About this task » Please give back each line below unchanged; none of the pictures should appear.

Given information »
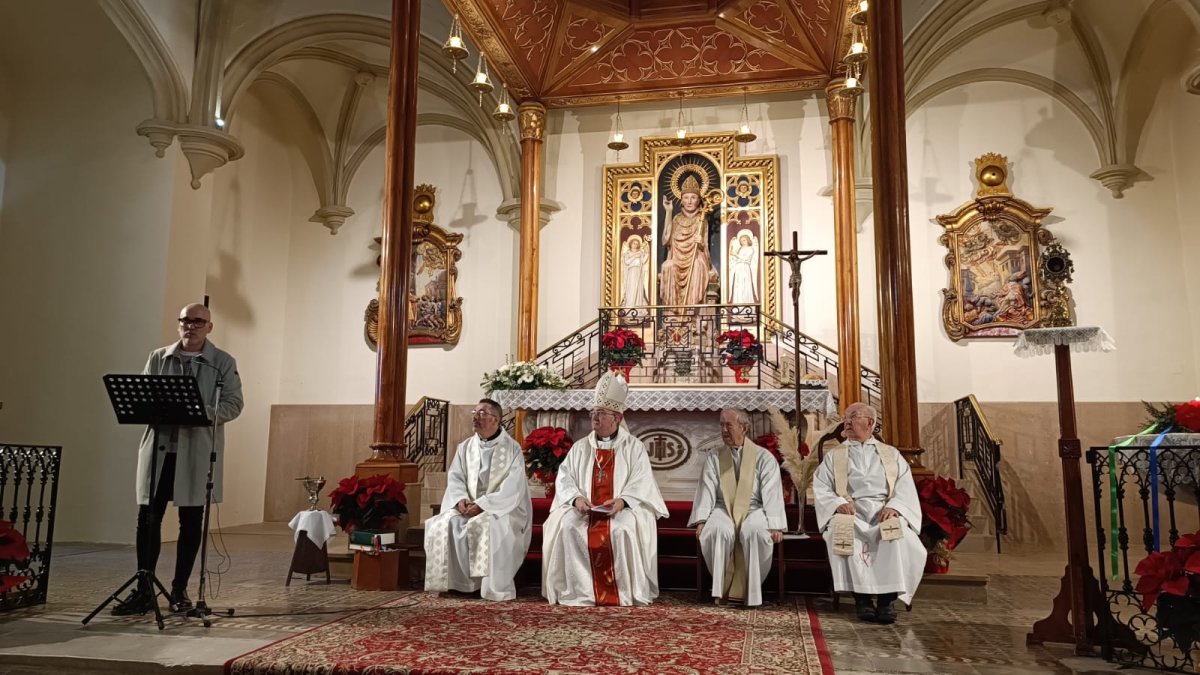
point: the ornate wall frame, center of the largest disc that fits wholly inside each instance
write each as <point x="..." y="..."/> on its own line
<point x="742" y="192"/>
<point x="435" y="310"/>
<point x="994" y="251"/>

Reply »
point: the ornate wall frame, center of the largest disc that fits wholly inside each instance
write each as <point x="..." y="..."/> on its own line
<point x="742" y="192"/>
<point x="435" y="310"/>
<point x="994" y="251"/>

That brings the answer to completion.